▶ **PROBLEM TO SOLVE**:
Write out each entry again. Keep every word exactly as it is.

***** EXERCISE MATERIAL *****

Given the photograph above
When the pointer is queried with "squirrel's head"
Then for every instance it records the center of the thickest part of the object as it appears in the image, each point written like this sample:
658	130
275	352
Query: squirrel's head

*****

▶ **FULL SOLUTION**:
Given the photograph above
When the pointer is queried with "squirrel's head"
Then for every instance it records the center of the thickest part of the object as it appears in the image, each point written like this sample:
658	130
275	352
Query: squirrel's head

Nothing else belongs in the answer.